What needs to be done:
Could you reproduce the data from the line with "Target: young child dancing" through the end, swapping "pink streamer" for "pink ribbon" and leaving everything else unchanged?

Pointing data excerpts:
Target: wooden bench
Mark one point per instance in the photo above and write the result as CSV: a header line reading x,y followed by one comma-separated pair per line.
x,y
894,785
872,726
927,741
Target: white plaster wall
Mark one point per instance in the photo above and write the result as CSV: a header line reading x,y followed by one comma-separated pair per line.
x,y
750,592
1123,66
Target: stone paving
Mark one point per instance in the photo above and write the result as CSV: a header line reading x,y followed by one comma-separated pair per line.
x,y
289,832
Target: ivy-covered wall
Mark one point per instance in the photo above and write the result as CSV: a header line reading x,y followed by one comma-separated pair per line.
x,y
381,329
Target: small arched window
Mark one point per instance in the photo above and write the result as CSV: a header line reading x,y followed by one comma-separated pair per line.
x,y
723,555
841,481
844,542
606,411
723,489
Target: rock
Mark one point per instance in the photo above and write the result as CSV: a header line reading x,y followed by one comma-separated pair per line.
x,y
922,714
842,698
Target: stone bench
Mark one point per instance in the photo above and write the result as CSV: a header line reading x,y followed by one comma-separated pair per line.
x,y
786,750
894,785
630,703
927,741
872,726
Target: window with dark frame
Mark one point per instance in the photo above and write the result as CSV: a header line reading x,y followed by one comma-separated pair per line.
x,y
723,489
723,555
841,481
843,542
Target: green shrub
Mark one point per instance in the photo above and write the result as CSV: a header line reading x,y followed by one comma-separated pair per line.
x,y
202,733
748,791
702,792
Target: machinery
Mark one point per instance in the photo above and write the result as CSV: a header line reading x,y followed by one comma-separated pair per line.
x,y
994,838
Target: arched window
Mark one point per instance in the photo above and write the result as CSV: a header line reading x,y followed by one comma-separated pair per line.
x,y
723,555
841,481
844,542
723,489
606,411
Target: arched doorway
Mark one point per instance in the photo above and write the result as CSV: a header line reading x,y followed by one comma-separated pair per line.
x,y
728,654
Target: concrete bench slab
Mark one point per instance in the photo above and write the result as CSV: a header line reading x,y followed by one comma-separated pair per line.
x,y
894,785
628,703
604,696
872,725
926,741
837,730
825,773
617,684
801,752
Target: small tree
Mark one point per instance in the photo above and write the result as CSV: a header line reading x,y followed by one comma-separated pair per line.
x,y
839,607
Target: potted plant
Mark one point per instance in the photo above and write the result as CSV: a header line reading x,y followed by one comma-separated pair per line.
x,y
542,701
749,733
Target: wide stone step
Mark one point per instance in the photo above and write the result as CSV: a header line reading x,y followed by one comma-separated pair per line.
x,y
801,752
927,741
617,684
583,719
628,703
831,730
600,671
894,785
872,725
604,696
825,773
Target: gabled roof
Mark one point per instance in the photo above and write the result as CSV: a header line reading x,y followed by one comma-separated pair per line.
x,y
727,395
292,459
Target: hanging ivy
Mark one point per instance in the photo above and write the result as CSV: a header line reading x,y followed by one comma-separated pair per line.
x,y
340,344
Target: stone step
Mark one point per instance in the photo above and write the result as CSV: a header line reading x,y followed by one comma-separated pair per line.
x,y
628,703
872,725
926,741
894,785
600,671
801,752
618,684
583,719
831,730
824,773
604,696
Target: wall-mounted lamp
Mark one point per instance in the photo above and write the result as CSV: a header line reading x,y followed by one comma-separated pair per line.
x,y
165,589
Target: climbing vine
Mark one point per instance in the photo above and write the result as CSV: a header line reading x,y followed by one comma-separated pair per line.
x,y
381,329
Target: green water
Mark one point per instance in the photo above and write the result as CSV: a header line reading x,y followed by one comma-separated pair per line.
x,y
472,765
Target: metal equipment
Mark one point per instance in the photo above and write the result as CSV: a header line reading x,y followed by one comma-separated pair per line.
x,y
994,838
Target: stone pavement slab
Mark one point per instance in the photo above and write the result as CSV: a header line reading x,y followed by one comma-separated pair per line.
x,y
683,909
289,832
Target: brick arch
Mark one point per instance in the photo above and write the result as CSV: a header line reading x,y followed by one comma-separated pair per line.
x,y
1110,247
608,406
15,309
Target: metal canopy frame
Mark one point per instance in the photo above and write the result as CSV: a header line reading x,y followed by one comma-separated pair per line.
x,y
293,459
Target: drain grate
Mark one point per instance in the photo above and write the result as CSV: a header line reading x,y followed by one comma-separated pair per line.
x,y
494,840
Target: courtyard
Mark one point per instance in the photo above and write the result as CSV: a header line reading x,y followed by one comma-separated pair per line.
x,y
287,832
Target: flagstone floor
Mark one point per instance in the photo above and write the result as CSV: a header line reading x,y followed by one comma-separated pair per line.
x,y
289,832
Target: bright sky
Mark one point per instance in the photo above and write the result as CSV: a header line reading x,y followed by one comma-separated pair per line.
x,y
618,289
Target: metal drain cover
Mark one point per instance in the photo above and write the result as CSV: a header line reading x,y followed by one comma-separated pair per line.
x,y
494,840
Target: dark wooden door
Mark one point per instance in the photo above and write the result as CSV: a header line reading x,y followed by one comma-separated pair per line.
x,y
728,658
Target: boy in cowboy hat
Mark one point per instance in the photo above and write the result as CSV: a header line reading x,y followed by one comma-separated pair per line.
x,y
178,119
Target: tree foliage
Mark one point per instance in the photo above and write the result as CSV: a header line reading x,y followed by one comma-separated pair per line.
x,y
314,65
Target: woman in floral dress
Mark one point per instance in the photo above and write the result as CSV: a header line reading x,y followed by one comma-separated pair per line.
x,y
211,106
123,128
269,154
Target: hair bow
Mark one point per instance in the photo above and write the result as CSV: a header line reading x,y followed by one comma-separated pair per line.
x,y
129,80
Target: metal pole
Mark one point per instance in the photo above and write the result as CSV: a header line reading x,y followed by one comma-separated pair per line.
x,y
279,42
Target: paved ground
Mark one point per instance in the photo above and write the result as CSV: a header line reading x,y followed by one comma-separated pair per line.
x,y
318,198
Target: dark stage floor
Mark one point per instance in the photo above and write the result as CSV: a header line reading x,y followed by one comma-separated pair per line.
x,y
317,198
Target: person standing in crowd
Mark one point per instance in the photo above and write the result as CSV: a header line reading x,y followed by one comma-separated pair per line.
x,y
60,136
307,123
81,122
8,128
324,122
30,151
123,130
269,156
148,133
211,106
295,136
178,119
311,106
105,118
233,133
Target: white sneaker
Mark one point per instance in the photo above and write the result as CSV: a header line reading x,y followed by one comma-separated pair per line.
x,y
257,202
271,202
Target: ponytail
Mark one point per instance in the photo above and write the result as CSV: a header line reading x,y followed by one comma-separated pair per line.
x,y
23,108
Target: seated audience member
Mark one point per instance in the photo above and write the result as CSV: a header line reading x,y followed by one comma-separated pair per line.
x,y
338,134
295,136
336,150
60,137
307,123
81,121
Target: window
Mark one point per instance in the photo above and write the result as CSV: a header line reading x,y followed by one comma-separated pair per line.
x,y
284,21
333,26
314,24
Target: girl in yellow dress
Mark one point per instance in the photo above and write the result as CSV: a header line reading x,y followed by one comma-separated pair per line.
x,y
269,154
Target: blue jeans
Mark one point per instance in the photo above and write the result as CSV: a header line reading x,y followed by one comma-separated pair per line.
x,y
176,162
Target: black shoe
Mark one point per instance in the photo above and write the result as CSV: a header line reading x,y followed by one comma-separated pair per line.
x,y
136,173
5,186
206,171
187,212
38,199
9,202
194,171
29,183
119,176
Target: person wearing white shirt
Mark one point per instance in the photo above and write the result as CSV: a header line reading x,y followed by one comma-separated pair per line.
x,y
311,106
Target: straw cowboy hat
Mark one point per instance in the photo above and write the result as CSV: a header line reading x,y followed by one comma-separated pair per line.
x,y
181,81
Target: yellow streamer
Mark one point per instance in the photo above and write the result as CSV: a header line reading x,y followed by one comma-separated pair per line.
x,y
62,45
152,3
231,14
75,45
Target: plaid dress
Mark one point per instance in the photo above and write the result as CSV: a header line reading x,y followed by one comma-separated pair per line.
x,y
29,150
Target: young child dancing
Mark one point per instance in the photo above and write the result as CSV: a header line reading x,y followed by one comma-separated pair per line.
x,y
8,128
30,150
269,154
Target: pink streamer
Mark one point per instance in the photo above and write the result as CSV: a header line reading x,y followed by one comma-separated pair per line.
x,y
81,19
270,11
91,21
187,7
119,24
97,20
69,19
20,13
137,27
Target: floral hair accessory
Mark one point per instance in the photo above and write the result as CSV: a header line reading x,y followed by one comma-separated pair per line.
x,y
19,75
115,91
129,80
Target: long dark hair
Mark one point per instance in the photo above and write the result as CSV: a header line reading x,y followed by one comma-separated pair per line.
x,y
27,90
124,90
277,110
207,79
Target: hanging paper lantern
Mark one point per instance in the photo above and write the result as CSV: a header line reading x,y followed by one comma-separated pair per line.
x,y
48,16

Correct response:
Target: young child dancing
Mark one point per instance in the photo above and write the result as CSV: a header line reading x,y followed by one comma-separated pair per line.
x,y
8,128
30,150
269,154
Target: pink ribbon
Mark one point per instance in the photo above and write the result as CSV: a header line reading x,y followed by one comma-separated pair per line.
x,y
81,19
270,11
91,21
187,7
119,24
97,20
69,19
20,13
137,27
Target: floral hair accessory
Mark one point per instance in the photo above and write the result as CSV: a header line reading x,y followed by one comma-separated pair per line.
x,y
19,75
115,91
129,80
Target: long dark hair
Mark one point per instance in the photo above and write the result as CSV: a header line reading x,y followed by one comma-separated pair per line.
x,y
27,90
124,90
277,110
207,79
Target: hanging paper lantern
Mark one point per instance in the photo above and write the result as CSV: a header line reading x,y followed by one comma-separated pair per line.
x,y
48,16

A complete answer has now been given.